YOUR OBJECTIVE:
Could you write out each of the following rows again, changing "dot" to "point" everywhere it occurs and leaving the rest as it is?

────

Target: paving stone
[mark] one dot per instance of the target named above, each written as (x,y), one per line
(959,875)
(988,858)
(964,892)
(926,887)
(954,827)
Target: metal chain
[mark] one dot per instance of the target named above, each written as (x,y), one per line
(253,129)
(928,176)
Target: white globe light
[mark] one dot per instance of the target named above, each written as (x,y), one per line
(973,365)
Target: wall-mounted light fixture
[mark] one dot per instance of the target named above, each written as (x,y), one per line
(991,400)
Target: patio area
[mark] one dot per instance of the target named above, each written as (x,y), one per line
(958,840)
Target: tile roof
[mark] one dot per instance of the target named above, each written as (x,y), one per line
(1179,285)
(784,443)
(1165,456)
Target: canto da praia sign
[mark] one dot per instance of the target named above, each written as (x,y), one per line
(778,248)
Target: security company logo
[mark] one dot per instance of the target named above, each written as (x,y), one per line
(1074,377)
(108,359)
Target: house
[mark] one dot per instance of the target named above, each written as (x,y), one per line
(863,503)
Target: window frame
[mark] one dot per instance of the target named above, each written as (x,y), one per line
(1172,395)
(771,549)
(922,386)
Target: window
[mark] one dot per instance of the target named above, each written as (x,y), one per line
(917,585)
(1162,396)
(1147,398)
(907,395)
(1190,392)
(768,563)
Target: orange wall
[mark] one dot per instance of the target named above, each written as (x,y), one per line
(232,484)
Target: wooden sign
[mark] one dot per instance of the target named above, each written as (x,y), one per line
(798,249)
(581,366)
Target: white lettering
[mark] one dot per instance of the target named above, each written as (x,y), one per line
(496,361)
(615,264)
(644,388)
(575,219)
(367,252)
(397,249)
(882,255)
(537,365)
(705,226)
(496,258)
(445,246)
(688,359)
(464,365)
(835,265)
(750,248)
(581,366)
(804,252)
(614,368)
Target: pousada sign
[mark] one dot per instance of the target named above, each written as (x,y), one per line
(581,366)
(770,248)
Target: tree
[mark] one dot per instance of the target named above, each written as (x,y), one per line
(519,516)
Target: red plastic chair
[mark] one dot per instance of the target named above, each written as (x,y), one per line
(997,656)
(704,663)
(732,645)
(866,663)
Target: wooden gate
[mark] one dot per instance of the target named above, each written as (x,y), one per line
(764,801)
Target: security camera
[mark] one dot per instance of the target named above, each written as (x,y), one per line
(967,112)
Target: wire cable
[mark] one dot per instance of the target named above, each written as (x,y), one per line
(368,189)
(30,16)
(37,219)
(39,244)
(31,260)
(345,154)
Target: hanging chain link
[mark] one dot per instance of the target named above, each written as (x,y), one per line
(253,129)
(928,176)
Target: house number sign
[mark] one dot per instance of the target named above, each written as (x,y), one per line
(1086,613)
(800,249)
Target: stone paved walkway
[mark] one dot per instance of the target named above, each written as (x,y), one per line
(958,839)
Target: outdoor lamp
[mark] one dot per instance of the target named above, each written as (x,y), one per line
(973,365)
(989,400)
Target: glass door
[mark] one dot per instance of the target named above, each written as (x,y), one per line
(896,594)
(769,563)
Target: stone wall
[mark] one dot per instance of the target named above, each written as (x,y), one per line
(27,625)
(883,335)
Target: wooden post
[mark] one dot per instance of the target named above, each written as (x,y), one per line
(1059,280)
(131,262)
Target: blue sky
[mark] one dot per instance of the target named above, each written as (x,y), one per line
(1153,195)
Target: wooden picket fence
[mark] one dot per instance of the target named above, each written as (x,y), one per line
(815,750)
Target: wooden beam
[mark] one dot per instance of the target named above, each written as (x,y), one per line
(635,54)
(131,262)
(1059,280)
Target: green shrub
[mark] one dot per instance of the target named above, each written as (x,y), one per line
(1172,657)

────

TASK OUTPUT:
Target: paving stone
[mark] one point per instance of the target named above, each written as (x,y), one per line
(959,875)
(988,858)
(964,892)
(926,887)
(954,827)
Target: metal chain
[mark] one point per instance of the target named above, each written as (x,y), one per line
(253,129)
(928,176)
Target: white globe light
[mark] one point per instance of the target named above, each written as (x,y), one per line
(973,365)
Target: wall-mounted light fixture
[mark] one point per instance of the target named above, each written as (x,y), one per line
(991,400)
Target: patio area
[mark] one point per instance of the target named above, each written as (x,y), one per line
(958,840)
Target: tile roof
[mark] one point per instance of the target named above, each written as (x,y), one per line
(1179,285)
(784,443)
(1165,456)
Target: canto da praia sign
[mark] one point per instance of the target named above, each written as (x,y), one per line
(778,248)
Target: security company logo
[mark] one point per instance of the target named above, each written as (x,y), one per line
(1074,377)
(108,359)
Target: house
[mark] one point per instance of the target named above, each written as (x,y), one per line
(863,503)
Target: window frame
[mark] one point per instance of the target named above, each written as (x,y), one per line
(1172,395)
(771,549)
(922,386)
Target: window
[mark] one point per instance of the target named above, each written as (x,y), one per line
(917,585)
(1162,396)
(1147,398)
(907,395)
(1190,392)
(768,563)
Target: orange wall
[mark] one point per instance of the target named above, each written as (x,y), one per line
(232,484)
Target: wooden sign
[mark] one point per instance of the target named above, each written as (x,y), one per line
(798,249)
(581,366)
Target: white lettering
[mark] one point per instance of the target named above, each written as (x,y), one per line
(496,361)
(615,264)
(644,388)
(575,219)
(367,252)
(397,249)
(882,255)
(537,365)
(705,226)
(496,258)
(445,246)
(688,359)
(464,365)
(835,265)
(750,248)
(581,366)
(804,252)
(614,368)
Target: pousada sign
[mark] one point per instance of the target named above, each written as (x,y), one per line
(581,366)
(770,248)
Target: tree
[mark] one point per instance of the target named above, each written as (x,y), one per line
(519,516)
Target: red plastic chair
[mark] one point per instance of the target named above, each written as (x,y), one per line
(997,656)
(704,663)
(732,645)
(866,663)
Target: wooden gate
[mark] one point per instance of the target named above, each written as (x,y), one per line
(764,801)
Target: security camera
[mark] one point per instance of the target named above, each written as (x,y), one per line
(967,112)
Target: wire cable
[mark] one point per instance of the target named above, each written as (x,y), one per line
(368,189)
(30,16)
(37,219)
(39,244)
(31,260)
(345,154)
Target: hanging chain link
[mark] one point per instance of the target named above, each written as (x,y), one per line
(253,129)
(928,176)
Target: house number sign
[mark] one point per instance of the target named above, each written as (x,y), one per line
(1086,613)
(800,249)
Target: stone paved walkway
[mark] one point per instance of the target named above, each written as (x,y), one per line
(958,839)
Target: outdoor lamp
[mark] one point per instance of the target named above, each written as (x,y), one per line
(973,365)
(989,400)
Target: glass door
[mark] one point per instance of the target named above, each written as (x,y), one per line
(896,594)
(769,563)
Target: stone wall
[mark] one point per instance of the target named above, each written as (x,y), one per line
(27,625)
(883,335)
Target: wooden post
[mark] one point per instance of the target named above, each written as (x,y), one per line
(1059,280)
(131,262)
Target: blue sky
[mark] one point per instance of the target named above, each written as (x,y), one per line
(1153,195)
Target: wooden picket fence
[mark] one point per instance of the target named above, each written as (x,y), one per line
(815,750)
Target: wooden beam
[mark] one point per instance of the target named above, each written as (x,y), one per line
(635,54)
(131,262)
(1059,280)
Target: green shrub
[mark] one point per instance of the target named above, each written as (x,y), one per line
(1172,657)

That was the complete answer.